**To be done:** Copy the lines starting at the one that contains "Target: dark recessed niche" and ending at the one that contains "x=331, y=67", substituting "marker" for "pin" and keeping everything else the same.

━━━━━ Records for the exercise

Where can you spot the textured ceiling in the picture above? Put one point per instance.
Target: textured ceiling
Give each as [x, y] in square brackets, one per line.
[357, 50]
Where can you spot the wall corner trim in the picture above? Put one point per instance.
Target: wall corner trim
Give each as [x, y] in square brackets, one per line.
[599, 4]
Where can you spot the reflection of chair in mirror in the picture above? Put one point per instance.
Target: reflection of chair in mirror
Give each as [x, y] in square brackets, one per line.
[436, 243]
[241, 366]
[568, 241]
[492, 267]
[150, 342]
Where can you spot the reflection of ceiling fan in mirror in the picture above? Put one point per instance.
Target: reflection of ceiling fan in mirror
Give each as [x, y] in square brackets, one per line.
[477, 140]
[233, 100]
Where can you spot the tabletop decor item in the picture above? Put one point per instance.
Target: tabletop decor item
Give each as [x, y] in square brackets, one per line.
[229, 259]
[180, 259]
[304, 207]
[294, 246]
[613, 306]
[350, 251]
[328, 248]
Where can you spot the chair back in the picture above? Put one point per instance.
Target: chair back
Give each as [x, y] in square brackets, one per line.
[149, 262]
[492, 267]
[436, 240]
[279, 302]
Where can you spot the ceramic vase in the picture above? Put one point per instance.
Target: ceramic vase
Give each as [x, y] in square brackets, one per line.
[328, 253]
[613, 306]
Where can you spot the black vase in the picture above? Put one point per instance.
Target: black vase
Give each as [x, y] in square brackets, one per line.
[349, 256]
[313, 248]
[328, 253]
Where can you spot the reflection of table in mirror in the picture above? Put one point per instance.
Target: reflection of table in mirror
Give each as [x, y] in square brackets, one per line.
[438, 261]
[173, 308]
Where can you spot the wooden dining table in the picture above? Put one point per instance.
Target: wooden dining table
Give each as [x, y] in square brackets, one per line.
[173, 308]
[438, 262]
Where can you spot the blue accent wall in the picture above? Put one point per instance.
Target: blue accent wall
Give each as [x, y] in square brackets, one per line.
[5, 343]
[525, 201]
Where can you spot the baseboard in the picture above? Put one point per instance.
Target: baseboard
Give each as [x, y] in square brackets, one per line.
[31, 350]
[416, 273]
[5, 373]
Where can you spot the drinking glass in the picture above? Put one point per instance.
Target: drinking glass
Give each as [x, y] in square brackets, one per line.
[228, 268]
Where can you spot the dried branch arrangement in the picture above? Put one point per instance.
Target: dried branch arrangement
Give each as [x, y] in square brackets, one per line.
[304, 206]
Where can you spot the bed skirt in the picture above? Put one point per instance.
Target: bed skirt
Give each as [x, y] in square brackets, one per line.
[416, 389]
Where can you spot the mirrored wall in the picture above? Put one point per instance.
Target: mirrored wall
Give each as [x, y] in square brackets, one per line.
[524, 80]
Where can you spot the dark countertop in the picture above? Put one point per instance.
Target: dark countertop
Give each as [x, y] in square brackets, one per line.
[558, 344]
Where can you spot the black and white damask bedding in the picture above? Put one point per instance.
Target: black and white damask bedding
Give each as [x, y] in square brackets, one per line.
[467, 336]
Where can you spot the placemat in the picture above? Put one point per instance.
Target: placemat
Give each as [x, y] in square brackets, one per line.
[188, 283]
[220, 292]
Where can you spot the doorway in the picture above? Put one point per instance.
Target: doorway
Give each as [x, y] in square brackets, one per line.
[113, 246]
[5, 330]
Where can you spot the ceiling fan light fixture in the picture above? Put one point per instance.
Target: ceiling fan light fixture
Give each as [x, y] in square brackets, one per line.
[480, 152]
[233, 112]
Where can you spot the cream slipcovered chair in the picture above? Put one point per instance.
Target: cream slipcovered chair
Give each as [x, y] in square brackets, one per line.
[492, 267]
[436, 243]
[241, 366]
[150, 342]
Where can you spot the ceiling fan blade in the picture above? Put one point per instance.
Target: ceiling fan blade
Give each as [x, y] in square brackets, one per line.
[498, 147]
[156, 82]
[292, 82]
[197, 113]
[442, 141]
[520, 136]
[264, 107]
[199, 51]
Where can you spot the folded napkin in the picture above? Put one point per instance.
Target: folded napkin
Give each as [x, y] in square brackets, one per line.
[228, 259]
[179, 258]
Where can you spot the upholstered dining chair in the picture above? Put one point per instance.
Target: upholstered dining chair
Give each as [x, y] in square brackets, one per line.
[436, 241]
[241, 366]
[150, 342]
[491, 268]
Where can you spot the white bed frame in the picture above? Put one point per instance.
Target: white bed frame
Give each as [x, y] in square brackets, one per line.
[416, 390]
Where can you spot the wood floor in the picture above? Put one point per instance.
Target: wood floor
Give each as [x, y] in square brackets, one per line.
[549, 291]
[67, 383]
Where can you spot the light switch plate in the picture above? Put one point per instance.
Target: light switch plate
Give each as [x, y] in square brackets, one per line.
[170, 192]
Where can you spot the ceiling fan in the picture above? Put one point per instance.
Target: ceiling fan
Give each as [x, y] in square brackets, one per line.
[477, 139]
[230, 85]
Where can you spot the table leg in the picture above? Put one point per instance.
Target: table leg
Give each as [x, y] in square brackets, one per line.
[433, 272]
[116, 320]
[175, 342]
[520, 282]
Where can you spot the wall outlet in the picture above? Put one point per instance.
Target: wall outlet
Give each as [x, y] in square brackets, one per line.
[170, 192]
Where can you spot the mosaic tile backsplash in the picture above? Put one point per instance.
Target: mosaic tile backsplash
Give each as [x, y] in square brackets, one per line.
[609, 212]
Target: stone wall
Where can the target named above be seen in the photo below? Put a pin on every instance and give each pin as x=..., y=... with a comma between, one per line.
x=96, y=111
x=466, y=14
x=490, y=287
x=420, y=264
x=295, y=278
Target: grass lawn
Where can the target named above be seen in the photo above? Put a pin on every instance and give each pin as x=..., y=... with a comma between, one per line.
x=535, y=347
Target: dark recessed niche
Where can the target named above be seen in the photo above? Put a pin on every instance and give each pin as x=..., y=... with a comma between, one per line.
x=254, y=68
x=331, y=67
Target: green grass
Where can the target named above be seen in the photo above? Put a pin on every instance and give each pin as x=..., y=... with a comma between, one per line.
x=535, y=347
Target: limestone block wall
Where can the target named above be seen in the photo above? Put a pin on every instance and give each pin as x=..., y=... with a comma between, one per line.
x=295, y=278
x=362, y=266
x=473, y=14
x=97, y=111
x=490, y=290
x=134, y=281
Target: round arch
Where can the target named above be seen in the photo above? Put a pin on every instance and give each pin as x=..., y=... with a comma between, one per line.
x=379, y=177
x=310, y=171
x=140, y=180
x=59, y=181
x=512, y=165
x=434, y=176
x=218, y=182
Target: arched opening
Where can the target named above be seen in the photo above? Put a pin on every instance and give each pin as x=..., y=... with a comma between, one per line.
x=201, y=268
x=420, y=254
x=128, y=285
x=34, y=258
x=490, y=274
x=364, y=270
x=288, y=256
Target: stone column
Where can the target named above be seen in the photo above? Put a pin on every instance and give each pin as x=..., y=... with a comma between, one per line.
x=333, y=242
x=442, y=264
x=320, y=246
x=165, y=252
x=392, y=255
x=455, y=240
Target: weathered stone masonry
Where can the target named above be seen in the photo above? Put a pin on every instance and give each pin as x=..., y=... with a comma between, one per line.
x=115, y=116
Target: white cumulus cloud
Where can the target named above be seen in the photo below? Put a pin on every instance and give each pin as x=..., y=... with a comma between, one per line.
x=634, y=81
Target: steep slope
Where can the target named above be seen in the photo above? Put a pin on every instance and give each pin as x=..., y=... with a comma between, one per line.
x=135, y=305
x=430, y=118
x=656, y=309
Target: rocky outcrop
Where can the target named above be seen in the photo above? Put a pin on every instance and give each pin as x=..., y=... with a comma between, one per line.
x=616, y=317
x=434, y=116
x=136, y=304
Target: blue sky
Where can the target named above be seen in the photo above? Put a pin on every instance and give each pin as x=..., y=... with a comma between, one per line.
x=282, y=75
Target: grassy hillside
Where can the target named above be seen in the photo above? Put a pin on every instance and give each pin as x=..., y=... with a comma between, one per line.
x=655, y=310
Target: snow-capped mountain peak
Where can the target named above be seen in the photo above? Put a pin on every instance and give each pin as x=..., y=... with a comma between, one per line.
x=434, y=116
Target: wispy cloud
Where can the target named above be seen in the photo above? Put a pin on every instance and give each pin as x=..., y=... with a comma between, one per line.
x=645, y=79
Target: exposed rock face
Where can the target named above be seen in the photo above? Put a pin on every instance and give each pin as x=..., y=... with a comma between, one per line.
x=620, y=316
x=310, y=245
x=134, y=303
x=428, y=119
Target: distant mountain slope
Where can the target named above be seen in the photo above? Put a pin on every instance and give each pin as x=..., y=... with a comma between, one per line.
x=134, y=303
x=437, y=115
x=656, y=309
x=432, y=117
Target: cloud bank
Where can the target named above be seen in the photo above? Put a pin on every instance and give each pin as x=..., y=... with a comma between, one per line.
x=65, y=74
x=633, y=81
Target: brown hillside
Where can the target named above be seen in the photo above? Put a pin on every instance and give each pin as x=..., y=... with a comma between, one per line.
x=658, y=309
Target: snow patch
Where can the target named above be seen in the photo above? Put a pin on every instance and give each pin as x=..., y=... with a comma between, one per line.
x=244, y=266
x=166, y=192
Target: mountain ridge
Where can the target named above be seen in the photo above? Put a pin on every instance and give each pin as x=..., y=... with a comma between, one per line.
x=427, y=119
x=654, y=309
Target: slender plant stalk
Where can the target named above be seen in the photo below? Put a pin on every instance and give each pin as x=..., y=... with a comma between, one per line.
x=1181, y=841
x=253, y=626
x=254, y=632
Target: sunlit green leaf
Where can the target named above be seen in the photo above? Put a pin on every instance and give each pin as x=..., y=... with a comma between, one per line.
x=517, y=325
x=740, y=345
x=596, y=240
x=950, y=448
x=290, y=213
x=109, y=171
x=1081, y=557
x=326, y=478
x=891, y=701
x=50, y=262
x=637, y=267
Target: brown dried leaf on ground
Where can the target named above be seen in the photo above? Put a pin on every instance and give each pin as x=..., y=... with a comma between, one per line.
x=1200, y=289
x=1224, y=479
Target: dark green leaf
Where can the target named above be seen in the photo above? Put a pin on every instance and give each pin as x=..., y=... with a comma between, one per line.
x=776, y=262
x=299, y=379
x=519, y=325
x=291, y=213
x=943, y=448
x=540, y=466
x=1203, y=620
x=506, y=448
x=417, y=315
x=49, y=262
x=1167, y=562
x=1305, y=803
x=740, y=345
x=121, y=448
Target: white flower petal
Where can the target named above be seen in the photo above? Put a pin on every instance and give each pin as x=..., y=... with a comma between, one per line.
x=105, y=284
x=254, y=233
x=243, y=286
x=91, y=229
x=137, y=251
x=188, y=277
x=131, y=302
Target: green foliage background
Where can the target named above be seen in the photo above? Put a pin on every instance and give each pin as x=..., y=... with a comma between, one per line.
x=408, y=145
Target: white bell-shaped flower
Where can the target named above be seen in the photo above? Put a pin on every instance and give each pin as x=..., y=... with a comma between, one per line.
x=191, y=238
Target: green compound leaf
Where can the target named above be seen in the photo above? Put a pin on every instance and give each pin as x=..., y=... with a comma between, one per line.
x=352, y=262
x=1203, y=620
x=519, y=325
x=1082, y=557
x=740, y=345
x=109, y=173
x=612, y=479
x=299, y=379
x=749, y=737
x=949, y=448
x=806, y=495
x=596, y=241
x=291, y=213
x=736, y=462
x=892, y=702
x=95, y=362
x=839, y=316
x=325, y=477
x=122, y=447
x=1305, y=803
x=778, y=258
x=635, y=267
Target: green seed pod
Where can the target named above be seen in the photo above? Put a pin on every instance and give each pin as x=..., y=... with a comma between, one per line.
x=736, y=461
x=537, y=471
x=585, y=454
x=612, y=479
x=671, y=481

━━━━━━━━━━

**Problem solution:**
Target: dark recessed niche
Where can the target named above be seen in the photo above? Put a marker on every instance and give each marker as x=..., y=... with a comma between, one per line.
x=254, y=68
x=331, y=67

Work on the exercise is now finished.